● **Your goal**
Starting at the line that contains "Your objective is to locate every instance of wooden" and stopping after the line that contains "[304,167,328,211]", lay out the records below as a JSON list of strings, with one string per line. Leave out blank lines and pictures.

● **Exercise data**
------------------------------

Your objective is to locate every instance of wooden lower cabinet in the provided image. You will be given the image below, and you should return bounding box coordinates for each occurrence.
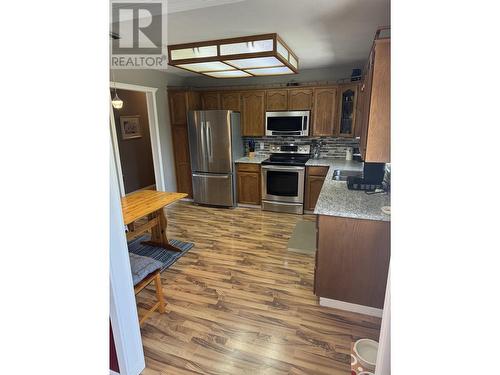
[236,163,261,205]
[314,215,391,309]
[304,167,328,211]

------------------------------

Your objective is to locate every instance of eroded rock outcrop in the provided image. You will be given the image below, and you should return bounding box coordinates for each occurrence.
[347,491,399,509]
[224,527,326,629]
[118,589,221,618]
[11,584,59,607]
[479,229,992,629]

------------------------------

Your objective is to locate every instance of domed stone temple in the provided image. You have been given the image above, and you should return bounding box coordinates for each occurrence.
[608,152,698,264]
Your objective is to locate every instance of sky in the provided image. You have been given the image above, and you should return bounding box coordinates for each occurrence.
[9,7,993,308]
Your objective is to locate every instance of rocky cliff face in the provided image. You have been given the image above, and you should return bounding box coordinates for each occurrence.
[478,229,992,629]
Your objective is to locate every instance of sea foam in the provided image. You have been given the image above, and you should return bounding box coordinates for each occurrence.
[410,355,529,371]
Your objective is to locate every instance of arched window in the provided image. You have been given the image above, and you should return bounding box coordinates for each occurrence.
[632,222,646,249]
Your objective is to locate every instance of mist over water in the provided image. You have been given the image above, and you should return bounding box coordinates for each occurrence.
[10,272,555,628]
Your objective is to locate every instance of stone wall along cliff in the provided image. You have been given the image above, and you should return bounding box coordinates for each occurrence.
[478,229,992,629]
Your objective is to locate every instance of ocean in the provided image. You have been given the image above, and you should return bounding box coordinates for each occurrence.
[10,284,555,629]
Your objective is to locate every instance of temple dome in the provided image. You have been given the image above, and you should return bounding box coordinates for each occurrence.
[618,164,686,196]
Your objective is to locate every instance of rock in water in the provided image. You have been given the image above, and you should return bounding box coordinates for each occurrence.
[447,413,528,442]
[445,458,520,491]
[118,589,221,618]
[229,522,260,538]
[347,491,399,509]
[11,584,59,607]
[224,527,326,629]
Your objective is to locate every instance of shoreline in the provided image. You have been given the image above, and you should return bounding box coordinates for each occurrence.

------------------------------

● **Answer for the task**
[
  "Your objective is to locate every instance of wooden lower cabinet in the provided image. You will be given the image below, and you should return bounding box coordinates for each occurrence.",
  "[236,163,261,205]",
  "[314,215,391,309]",
  "[304,167,328,211]"
]